### EXERCISE INPUT
- Opening Delimiter -

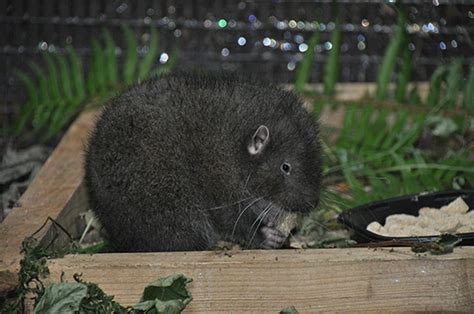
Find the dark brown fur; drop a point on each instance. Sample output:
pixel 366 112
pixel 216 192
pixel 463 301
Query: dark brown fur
pixel 168 166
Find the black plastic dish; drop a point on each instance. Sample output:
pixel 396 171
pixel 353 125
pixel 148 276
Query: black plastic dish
pixel 357 219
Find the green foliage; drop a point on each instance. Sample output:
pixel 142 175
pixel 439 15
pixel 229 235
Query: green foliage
pixel 165 295
pixel 331 71
pixel 404 76
pixel 453 83
pixel 391 54
pixel 131 60
pixel 62 298
pixel 435 85
pixel 385 163
pixel 468 102
pixel 303 72
pixel 33 271
pixel 59 91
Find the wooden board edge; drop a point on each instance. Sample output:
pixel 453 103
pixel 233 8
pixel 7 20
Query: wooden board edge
pixel 55 192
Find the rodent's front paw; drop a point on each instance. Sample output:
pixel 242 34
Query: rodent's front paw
pixel 273 238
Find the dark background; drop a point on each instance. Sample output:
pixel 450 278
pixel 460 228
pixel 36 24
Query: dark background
pixel 275 32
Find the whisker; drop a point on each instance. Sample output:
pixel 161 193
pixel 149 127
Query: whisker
pixel 231 204
pixel 243 211
pixel 260 216
pixel 265 213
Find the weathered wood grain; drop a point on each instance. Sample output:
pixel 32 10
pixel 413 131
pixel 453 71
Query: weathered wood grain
pixel 55 192
pixel 311 280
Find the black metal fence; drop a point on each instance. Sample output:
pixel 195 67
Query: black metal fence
pixel 264 37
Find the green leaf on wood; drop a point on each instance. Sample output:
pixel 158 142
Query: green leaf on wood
pixel 62 298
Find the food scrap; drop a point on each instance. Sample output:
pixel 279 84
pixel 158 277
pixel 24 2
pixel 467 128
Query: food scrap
pixel 453 218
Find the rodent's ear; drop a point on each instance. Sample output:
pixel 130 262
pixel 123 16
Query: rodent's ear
pixel 259 140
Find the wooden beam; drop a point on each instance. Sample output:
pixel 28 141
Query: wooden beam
pixel 55 192
pixel 311 280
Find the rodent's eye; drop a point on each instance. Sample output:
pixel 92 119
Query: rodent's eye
pixel 285 168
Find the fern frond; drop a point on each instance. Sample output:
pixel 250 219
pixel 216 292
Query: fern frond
pixel 391 54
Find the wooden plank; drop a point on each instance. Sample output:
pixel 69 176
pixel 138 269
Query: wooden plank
pixel 55 193
pixel 312 280
pixel 355 91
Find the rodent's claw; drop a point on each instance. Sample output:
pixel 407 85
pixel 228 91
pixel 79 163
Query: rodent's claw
pixel 273 238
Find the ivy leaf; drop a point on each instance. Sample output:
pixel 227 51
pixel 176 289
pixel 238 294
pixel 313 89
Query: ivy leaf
pixel 62 298
pixel 165 295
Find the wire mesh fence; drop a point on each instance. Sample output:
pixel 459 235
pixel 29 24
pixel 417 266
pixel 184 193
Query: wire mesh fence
pixel 266 38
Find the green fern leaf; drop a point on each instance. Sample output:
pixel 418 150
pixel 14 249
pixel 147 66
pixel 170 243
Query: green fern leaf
pixel 129 70
pixel 111 59
pixel 391 54
pixel 331 71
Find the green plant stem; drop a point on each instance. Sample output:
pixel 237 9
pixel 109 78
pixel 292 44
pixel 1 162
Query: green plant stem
pixel 391 54
pixel 331 73
pixel 404 76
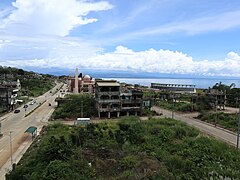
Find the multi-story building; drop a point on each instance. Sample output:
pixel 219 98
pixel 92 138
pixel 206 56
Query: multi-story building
pixel 113 101
pixel 107 95
pixel 175 88
pixel 9 91
pixel 131 102
pixel 81 83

- Closing Delimiter -

### PROBLEM TO WORK ON
The reply should hold only the lines of the listing above starting at the line containing "pixel 396 171" and ending at the line containing "pixel 229 235", exactly as written.

### REPLY
pixel 396 171
pixel 353 125
pixel 148 276
Query: black plastic dish
pixel 357 219
Find the green foliage; drop a point on each instance. Sample output:
pixel 142 175
pixel 439 15
pixel 229 235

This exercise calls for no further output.